**Kutipan teks:**
Teheran: AS Harus Penuhi Kesepakatan Nuklir 2015

Jum'at, 21 April 2017 - 16:03 WIB
Teheran: AS Harus Penuhi...
Teheran: AS Harus Penuhi Kesepakatan Nuklir 2015
A A A
TEHERAN - Amerika Serikat (AS) harus memenuhi kewajibannya berdasarkan kesepakatan nuklir 2015 alih-alih mengulangi tuduhan terhadap Iran. Begitu pernyataan Menteri Luar Negeri Iran Mohammad Javad Zarif menanggapi komentar Rex Tillerson mengenai peninjauan kembali pencabutan sanksi terhadap Iran.

Melalui akun Twitternya, Zarif menekankan bahwa Washington harus memenuhi komitmennya sendiri sebagai bagian dari kesepakatan nuklir internasional yang ditandatangani di Jenewa pertengahan tahun 2015 lalu.

"Tuduhan yang dikeluarkan oleh AS tidak dapat menutupi pengakuannya terhadap kepatuhan Iran terhadap JCPOA," kata Zarif seperti dikutip dari Russia Today, Jumat (21/4/2017).

Sementara Moskow turut mengomentari klaim Tillerson dengan mengatakan Sekretaris Negara AS itu seharusnya memisahkan tuduhan terorisme dan kesepakatan nuklir. Menurut Mikhail Ulyanov, kepala Departemen Luar Negeri Rusia untuk Non-Proliferasi dan Kontrol Senjata, keduanya tidak memiliki kesamaan.

"Jika kesepakatan itu tidak berhasil, maka keluhan spesifik harus dibuat terkait fungsinya. Amerika tidak dapat melakukan hal ini. IAEA [Badan Energi Atom Internasional], peserta independen dalam proses ini, menegaskan bahwa Iran menerapkan semuanya. Oleh karena itu, klaim apa pun tidak relevan di sini, menurut saya,"kata Ulyanov.

Sebelumnya, dalam suratnya kepada Kongres, Tillerson mengakui bahwa Iran mematuhi kesepakatan tersebut. Meski begitu, ia mengecam negara tersebut sebagai sponsor terorisme terkemuka di dunia.

**Informasi yang diberikan:**

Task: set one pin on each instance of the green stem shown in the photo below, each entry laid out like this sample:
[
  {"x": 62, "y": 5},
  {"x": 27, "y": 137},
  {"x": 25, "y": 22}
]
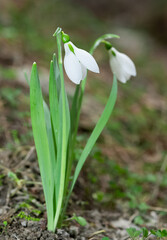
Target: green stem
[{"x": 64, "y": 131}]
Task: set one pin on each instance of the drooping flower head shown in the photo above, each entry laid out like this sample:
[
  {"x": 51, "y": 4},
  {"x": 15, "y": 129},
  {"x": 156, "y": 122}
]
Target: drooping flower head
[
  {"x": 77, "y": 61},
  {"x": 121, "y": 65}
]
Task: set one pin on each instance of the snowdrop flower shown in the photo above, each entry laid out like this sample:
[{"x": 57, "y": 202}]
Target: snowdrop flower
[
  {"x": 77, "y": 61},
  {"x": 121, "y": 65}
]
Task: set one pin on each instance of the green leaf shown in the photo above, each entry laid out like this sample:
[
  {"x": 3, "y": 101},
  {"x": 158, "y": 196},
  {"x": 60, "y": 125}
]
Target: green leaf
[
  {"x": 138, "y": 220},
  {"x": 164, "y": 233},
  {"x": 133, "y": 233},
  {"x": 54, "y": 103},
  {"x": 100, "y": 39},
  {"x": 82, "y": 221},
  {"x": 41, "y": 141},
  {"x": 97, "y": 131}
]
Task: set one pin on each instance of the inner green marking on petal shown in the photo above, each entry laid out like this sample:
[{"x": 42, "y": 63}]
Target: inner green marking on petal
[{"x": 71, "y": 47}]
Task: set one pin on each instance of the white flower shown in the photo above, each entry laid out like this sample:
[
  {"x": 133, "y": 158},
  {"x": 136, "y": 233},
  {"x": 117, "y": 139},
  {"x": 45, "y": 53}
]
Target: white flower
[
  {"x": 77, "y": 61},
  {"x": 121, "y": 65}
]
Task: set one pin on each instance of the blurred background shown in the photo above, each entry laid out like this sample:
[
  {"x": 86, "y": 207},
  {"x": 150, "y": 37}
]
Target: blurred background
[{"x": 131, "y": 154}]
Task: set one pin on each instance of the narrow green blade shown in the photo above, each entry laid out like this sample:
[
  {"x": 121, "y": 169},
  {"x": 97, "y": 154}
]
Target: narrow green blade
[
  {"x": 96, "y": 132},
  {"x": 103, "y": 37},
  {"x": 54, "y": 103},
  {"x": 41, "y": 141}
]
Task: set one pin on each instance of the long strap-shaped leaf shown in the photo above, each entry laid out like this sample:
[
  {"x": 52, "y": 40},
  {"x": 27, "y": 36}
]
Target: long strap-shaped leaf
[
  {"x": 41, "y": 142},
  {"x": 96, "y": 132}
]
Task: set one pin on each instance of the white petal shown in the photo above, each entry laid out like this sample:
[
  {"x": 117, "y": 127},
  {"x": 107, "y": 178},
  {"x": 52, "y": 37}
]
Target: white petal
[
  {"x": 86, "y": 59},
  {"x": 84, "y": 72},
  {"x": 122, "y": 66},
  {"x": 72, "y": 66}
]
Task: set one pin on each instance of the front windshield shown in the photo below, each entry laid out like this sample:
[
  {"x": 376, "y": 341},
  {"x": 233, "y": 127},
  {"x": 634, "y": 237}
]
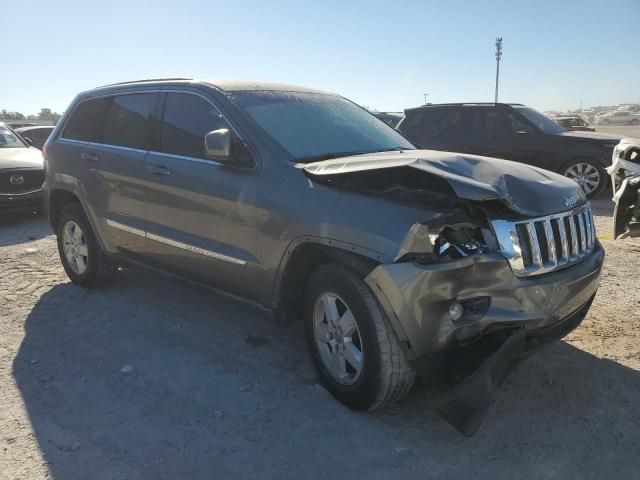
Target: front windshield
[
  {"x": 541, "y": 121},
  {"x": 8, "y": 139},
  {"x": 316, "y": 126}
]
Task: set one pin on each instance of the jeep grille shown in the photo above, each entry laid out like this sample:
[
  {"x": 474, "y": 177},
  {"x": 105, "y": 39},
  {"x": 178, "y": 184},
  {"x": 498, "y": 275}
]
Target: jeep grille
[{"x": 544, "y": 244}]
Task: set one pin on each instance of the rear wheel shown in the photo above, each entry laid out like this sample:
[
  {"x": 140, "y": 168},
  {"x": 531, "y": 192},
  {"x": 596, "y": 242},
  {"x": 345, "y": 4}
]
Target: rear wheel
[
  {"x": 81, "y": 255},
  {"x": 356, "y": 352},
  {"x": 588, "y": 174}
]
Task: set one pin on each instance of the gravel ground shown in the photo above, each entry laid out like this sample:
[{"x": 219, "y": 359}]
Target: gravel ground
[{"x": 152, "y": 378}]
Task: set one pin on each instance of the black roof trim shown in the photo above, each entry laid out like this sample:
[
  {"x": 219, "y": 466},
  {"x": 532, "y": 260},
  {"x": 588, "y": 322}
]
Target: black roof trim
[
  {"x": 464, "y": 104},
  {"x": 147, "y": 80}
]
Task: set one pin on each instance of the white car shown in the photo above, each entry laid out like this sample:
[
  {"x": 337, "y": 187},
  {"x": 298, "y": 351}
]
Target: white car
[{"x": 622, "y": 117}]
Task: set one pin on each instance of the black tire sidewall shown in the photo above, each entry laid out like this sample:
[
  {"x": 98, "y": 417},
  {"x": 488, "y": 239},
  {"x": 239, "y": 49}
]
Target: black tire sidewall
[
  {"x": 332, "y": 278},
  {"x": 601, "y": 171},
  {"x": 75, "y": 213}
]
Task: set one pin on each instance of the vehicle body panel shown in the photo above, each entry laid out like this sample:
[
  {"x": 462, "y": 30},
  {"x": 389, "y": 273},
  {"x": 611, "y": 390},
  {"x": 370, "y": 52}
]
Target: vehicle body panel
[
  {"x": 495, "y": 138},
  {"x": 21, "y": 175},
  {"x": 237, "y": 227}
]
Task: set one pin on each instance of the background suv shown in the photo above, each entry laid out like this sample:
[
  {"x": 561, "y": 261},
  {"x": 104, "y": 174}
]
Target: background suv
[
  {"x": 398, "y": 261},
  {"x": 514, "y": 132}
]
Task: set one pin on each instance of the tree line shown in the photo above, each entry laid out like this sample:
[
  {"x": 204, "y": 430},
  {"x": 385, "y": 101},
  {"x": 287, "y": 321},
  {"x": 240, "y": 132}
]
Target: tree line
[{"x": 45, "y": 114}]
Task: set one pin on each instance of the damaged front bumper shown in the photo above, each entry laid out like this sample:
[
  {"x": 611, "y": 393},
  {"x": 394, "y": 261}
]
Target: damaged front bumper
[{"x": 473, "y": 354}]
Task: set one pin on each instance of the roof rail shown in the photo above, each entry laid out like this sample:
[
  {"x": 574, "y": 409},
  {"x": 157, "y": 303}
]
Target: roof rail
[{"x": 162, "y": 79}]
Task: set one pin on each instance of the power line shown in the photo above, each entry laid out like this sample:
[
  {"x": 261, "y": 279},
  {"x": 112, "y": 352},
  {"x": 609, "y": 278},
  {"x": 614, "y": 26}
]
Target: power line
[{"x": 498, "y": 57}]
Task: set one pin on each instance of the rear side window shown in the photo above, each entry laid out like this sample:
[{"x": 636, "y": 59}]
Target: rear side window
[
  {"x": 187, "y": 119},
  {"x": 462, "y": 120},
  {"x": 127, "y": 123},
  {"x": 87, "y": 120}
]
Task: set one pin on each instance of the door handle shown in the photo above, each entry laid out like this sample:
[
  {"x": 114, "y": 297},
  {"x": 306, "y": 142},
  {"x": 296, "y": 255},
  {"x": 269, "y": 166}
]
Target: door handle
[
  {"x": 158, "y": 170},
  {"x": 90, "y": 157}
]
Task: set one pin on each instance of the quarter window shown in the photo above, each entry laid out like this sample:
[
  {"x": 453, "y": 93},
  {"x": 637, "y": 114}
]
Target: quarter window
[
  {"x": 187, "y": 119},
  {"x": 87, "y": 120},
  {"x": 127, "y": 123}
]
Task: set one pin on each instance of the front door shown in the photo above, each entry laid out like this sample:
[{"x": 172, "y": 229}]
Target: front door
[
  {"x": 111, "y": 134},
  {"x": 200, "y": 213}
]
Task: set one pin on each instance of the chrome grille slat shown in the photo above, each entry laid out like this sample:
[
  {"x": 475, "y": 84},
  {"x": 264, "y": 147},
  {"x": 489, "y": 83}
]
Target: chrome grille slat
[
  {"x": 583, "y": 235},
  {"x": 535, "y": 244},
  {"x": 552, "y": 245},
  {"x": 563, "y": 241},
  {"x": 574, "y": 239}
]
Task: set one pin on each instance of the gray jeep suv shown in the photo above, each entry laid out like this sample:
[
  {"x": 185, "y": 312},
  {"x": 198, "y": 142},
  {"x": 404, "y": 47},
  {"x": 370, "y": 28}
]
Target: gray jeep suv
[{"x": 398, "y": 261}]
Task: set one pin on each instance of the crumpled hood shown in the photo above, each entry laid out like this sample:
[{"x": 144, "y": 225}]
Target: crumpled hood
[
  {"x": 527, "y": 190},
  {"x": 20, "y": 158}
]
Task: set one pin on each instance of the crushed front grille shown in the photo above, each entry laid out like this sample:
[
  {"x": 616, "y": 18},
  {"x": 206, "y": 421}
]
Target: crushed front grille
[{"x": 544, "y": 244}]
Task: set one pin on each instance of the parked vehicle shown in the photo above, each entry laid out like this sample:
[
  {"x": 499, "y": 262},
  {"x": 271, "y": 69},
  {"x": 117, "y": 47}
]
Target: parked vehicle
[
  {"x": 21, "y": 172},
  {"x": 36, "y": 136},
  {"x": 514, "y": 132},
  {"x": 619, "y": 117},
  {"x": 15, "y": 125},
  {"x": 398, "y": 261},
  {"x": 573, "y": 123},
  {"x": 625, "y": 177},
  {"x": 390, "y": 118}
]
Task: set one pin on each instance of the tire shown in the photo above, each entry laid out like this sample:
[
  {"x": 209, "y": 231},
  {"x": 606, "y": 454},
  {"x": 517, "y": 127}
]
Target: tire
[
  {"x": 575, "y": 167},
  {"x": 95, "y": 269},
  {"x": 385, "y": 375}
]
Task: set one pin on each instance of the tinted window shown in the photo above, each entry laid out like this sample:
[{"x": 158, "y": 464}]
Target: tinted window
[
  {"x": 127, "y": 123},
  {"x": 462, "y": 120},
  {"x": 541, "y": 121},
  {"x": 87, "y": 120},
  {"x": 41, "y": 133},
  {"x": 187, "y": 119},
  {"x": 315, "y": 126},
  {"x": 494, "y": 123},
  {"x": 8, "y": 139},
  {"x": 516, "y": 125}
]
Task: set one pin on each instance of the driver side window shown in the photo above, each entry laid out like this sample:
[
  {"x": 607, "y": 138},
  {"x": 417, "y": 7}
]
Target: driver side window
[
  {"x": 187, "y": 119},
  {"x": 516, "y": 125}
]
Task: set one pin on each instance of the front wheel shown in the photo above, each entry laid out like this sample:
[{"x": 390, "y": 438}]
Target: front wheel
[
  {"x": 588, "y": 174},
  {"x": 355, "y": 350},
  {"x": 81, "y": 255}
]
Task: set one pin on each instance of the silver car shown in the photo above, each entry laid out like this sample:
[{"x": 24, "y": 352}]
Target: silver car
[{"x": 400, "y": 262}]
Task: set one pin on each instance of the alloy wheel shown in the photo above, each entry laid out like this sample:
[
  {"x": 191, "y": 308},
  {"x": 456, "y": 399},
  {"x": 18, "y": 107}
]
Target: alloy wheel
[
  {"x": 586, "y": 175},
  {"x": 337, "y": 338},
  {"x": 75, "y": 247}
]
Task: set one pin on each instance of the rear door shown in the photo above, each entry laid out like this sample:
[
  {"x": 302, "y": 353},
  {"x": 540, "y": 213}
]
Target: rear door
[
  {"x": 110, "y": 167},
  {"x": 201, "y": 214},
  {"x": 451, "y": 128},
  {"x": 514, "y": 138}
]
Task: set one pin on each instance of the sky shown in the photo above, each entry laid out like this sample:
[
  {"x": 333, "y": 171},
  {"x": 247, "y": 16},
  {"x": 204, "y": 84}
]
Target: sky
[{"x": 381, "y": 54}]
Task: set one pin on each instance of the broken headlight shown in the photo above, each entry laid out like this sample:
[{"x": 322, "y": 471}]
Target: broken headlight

**Tugas singkat:**
Tulis ulang bagian berita tentang kesepakatan nuklir Iran, mulai dari kata-kata yang memuat "Jum'at, 21 April" dan berhenti setelah "Today, Jumat (21/4/2017).".

**Jawaban yang diharapkan:**
Jum'at, 21 April 2017 - 16:03 WIB
Teheran: AS Harus Penuhi...
Teheran: AS Harus Penuhi Kesepakatan Nuklir 2015
A A A
TEHERAN - Amerika Serikat (AS) harus memenuhi kewajibannya berdasarkan kesepakatan nuklir 2015 alih-alih mengulangi tuduhan terhadap Iran. Begitu pernyataan Menteri Luar Negeri Iran Mohammad Javad Zarif menanggapi komentar Rex Tillerson mengenai peninjauan kembali pencabutan sanksi terhadap Iran.

Melalui akun Twitternya, Zarif menekankan bahwa Washington harus memenuhi komitmennya sendiri sebagai bagian dari kesepakatan nuklir internasional yang ditandatangani di Jenewa pertengahan tahun 2015 lalu.

"Tuduhan yang dikeluarkan oleh AS tidak dapat menutupi pengakuannya terhadap kepatuhan Iran terhadap JCPOA," kata Zarif seperti dikutip dari Russia Today, Jumat (21/4/2017).